### Work to complete
Quote all of the entries word for word.

+--

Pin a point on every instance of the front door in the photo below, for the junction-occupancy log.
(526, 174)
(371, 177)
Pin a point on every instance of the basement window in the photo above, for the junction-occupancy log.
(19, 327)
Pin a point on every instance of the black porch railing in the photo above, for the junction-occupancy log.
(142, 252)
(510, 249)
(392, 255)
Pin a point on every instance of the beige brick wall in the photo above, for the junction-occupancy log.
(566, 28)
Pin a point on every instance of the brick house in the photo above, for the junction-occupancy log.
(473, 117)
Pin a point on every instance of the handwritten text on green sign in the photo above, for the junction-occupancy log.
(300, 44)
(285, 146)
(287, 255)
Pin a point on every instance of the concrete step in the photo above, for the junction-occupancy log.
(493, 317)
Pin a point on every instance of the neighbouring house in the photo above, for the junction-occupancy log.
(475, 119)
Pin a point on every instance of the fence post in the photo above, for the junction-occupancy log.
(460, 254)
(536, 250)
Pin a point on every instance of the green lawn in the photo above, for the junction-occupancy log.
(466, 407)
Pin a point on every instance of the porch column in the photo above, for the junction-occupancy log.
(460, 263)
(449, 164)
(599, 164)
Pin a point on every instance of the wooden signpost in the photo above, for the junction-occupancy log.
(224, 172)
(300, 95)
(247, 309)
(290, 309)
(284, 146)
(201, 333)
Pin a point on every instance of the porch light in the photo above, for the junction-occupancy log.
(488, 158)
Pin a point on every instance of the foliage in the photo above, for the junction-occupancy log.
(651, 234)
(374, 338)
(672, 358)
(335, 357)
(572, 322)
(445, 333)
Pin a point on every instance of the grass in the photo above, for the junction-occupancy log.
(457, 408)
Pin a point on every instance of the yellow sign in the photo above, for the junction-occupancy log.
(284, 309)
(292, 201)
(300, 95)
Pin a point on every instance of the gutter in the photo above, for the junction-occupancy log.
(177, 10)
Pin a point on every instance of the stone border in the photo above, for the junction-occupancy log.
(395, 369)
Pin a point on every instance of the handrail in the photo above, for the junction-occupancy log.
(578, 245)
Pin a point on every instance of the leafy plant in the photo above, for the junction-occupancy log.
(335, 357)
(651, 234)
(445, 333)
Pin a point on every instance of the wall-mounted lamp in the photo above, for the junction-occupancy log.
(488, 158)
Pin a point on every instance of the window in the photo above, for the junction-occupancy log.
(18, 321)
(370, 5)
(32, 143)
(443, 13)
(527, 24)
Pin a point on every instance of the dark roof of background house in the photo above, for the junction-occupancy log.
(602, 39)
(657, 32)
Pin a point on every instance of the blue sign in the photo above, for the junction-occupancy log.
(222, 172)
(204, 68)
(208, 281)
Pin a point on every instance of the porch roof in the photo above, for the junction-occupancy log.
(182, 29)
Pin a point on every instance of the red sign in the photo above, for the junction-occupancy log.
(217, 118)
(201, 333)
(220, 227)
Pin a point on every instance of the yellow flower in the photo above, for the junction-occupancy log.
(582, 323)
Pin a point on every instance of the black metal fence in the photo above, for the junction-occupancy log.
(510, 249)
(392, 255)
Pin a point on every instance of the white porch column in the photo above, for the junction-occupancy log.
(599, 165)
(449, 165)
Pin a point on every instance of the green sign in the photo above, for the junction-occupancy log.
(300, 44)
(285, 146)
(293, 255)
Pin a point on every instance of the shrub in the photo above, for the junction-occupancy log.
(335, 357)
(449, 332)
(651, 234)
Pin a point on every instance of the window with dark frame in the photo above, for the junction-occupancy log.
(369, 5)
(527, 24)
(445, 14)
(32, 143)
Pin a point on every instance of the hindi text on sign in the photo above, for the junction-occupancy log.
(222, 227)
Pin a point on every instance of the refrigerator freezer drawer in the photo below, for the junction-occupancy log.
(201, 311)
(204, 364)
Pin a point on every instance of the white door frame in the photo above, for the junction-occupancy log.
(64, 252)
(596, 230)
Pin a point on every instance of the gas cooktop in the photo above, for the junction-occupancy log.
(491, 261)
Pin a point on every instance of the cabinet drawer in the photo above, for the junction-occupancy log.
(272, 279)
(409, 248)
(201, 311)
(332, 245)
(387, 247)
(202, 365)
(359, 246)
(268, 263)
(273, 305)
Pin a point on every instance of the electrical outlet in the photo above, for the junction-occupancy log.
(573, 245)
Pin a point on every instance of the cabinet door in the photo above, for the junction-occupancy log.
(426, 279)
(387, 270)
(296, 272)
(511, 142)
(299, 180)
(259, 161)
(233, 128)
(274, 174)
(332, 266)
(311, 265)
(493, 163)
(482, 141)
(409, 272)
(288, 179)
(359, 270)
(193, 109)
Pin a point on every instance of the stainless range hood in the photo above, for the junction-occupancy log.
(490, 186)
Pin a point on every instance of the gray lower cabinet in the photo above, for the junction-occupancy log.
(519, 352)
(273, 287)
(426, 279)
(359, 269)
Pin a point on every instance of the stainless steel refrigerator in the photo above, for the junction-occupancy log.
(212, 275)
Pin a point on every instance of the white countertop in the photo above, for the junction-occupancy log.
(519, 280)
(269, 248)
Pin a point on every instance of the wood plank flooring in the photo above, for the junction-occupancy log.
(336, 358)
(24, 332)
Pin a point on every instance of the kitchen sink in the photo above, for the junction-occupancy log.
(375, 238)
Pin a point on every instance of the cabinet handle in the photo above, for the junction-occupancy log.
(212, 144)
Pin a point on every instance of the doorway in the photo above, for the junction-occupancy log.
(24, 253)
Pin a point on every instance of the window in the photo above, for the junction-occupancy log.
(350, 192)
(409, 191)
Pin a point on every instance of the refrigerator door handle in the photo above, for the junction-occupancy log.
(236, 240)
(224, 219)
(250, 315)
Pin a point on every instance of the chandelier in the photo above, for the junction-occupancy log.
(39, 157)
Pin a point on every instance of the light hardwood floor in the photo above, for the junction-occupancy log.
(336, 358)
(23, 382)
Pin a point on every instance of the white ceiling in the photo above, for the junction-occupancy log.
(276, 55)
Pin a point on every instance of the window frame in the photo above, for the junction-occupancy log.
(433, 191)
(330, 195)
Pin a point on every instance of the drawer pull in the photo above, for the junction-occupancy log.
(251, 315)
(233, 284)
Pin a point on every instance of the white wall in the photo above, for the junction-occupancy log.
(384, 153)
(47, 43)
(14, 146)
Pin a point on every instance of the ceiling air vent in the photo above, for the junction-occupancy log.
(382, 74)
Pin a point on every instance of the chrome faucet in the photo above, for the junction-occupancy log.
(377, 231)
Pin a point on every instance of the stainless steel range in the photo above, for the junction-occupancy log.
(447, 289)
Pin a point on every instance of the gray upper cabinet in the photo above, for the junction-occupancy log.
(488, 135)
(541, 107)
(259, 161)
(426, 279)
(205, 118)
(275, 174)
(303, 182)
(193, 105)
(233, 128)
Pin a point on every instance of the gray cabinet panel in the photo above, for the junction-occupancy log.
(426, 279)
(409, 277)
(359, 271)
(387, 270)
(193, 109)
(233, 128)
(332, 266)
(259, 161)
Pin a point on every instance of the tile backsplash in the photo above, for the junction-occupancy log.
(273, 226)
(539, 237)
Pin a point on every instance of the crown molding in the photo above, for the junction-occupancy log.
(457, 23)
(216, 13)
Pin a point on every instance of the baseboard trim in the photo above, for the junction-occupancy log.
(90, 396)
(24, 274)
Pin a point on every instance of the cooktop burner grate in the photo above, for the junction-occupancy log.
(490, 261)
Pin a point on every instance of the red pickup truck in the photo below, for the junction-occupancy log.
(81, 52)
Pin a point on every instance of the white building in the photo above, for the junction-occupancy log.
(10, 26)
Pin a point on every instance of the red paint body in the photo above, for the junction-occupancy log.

+--

### Result
Pin a point on every instance of the front door in the photo below, for the junction-occupancy log.
(526, 174)
(371, 177)
Pin a point on every instance of the basement window in the photo above, for the junction-occupancy log.
(19, 327)
Pin a point on every instance of the black porch railing in the photo above, for the junction-occupancy log.
(142, 252)
(510, 249)
(392, 255)
Pin a point on every instance of the beige brick wall in the photo above, for the junction-occupancy log.
(566, 28)
Pin a point on every instance of the brick house in the photo above, for the junction-occupancy log.
(473, 117)
Pin a point on every instance of the handwritten text on green sign in the photo above, for the junction-occupancy log.
(300, 44)
(285, 146)
(287, 255)
Pin a point on every instance of the concrete step in the photo above, for the junction-occupancy log.
(493, 317)
Pin a point on every instance of the neighbouring house in the photo above, for the junction-occupancy log.
(475, 119)
Pin a point on every instance of the fence post in the photo above, for the junction-occupancy log.
(460, 254)
(536, 250)
Pin a point on every instance of the green lawn in the photo above, for the junction-occupancy log.
(466, 407)
Pin a point on every instance of the porch column in the photo above, for the junction-occupancy log.
(460, 263)
(449, 164)
(599, 164)
Pin a point on every instance of the wooden signpost in the photo above, for the junction-occupancy log.
(224, 172)
(300, 95)
(247, 309)
(290, 309)
(284, 146)
(201, 333)
Pin a point on every instance of the porch light in the photo above, for the junction-occupancy log.
(488, 158)
Pin a point on every instance of the foliage in the photo above, for the junction-occupancy log.
(651, 234)
(374, 338)
(672, 358)
(335, 357)
(572, 322)
(445, 333)
Pin a point on every instance of the grass in the photo above, for the junction-occupancy log.
(457, 408)
Pin a point on every instance of the yellow sign in the photo above, for the junction-occupancy log.
(284, 309)
(292, 201)
(300, 95)
Pin a point on every instance of the gutter in the photo above, for the junction-occupancy log.
(177, 10)
Pin a point on every instance of the stone border in the photo above, for the junction-occupancy log.
(395, 369)
Pin a point on every instance of the handrail in the photo above, for the junction-occupancy log.
(578, 245)
Pin a point on every instance of the leafy plant in the photo above, for the junction-occupancy log.
(335, 357)
(651, 234)
(445, 333)
Pin a point on every instance of the wall-mounted lamp in the photo above, for the junction-occupancy log.
(488, 158)
Pin a point on every instance of the window in the photo above, for the junction-occupancy log.
(18, 321)
(370, 5)
(32, 143)
(443, 13)
(527, 24)
Pin a point on every instance of the dark roof of background house in the photo above, for the junction-occupancy log.
(602, 39)
(657, 32)
Pin a point on every instance of the blue sign in the photo above, for the junction-occupancy log.
(222, 172)
(204, 68)
(208, 281)
Pin a point on every instance of the porch roof in the photo above, for the junction-occupancy log.
(182, 29)
Pin a point on every instance of the red sign in the photo above, for the junction-occupancy log.
(217, 118)
(201, 333)
(220, 227)
Pin a point on every instance of the yellow flower in the photo above, for the junction-occupancy log.
(582, 323)
Pin a point on every instance of the black metal fence in the photo above, for the junction-occupancy log.
(510, 249)
(392, 255)
Pin a point on every instance of the white porch column in the photo above, for the junction-occupancy log.
(599, 165)
(449, 165)
Pin a point on every instance of the green sign in the photo above, for the junction-occupancy log.
(300, 44)
(285, 146)
(293, 255)
Pin a point on every instance of the shrub in the photo above, for the junction-occupancy log.
(335, 357)
(449, 332)
(651, 234)
Pin a point on every instance of the window with dark frame in the photo above, for the junction-occupancy log.
(369, 5)
(527, 24)
(445, 14)
(32, 143)
Pin a point on every instance of the hindi text on sign in the photo above, for the junction-occupancy log.
(222, 227)
Pin a point on every instance of the refrigerator freezer drawer in the photo below, for the junction-occupancy log.
(201, 311)
(204, 364)
Pin a point on every instance of the white door frame in the photo above, for the junction-occupancy log.
(64, 252)
(596, 230)
Pin a point on every instance of the gas cooktop in the photo above, for the junction-occupancy log.
(491, 261)
Pin a point on every instance of the cabinet drawer in the photo above, for the junction-occupancy log.
(272, 279)
(409, 248)
(201, 311)
(332, 245)
(387, 247)
(202, 365)
(359, 246)
(268, 263)
(273, 305)
Pin a point on every instance of the electrical outlet in the photo above, for the junction-occupancy log.
(573, 245)
Pin a point on every instance of the cabinet door in the photo above, for the junction-occupancy log.
(426, 279)
(387, 270)
(296, 272)
(511, 142)
(299, 180)
(259, 161)
(233, 128)
(274, 174)
(332, 266)
(311, 265)
(493, 163)
(482, 141)
(409, 272)
(288, 179)
(359, 270)
(193, 109)
Pin a point on every instance of the stainless range hood in the photo above, for the junction-occupancy log.
(490, 186)
Pin a point on every instance of the gray lower cabinet in the photo above, for the junction-occupancy log.
(519, 352)
(273, 287)
(426, 279)
(359, 269)
Pin a point on every instance of the stainless steel refrigerator in the photo above, for the junction-occupancy log.
(212, 275)
Pin a point on every instance of the white countertop in the photo above, for the junction-occupancy log.
(519, 280)
(269, 248)
Pin a point on every instance of the wood plank flooring in the photo above, for the junction-occupancy log.
(336, 358)
(24, 332)
Pin a point on every instance of the kitchen sink in the photo above, for the junction-occupancy log.
(375, 238)
Pin a point on every instance of the cabinet handle in the photo above, for the junction-occupancy log.
(212, 144)
Pin a point on every instance of the doorway in the photo above, for the junction-occupancy log.
(24, 253)
Pin a point on every instance of the window in the photo above, for the junction-occupancy log.
(350, 192)
(409, 191)
Pin a point on every instance of the refrigerator door handle in the photo above, for the junction-occupancy log.
(236, 240)
(224, 219)
(250, 315)
Pin a point on every instance of the chandelier in the photo above, for the junction-occupancy log.
(39, 157)
Pin a point on every instance of the light hardwood floor in the photo above, for the junction-occupancy log.
(336, 358)
(23, 382)
Pin a point on every instance of the white ceiling in the photo above, for the junction-occupancy log.
(276, 55)
Pin a point on every instance of the window frame in the photo above, for the junction-occupancy log.
(433, 191)
(330, 195)
Pin a point on every instance of the drawer pull in the photo above, for the junction-occupancy log.
(251, 315)
(233, 284)
Pin a point on every instance of the white wall in the photo above, for the junction-occupancy log.
(384, 153)
(47, 43)
(14, 146)
Pin a point on every instance of the ceiling air vent in the photo above, for the junction-occupancy log.
(382, 74)
Pin a point on every instance of the chrome faucet in the photo above, for the junction-occupancy log.
(377, 231)
Pin a point on every instance of the stainless steel range in the photo above, for the junction-occupancy log.
(447, 289)
Pin a point on every instance of the gray upper cabinet in the photo above, for the junction-occupancy log.
(488, 135)
(541, 107)
(259, 161)
(426, 279)
(205, 118)
(275, 174)
(303, 182)
(193, 105)
(233, 128)
Pin a point on every instance of the gray cabinet panel in the photo above, for the junction-occupancy log.
(426, 279)
(409, 277)
(359, 271)
(387, 270)
(193, 109)
(233, 128)
(332, 266)
(259, 161)
Pin a point on every instance of the tile backsplash in the photo above, for the junction-occupancy log.
(273, 226)
(539, 237)
Pin a point on every instance of the crown molding in the photo above, for the junction-occupancy log.
(457, 23)
(216, 13)
Pin a point on every instance of the baseboard trim in the photo above, for the junction-occupancy log.
(90, 396)
(24, 274)
Pin a point on every instance of the cooktop burner grate in the photo above, for the junction-occupancy log.
(490, 261)
Pin a point on every instance of the red pickup truck in the photo below, for the junction-occupancy log.
(81, 52)
Pin a point on every instance of the white building in the photo above, for the junction-occupancy log.
(10, 26)
Pin a point on every instance of the red paint body in the photo above, for the junction-occupancy log.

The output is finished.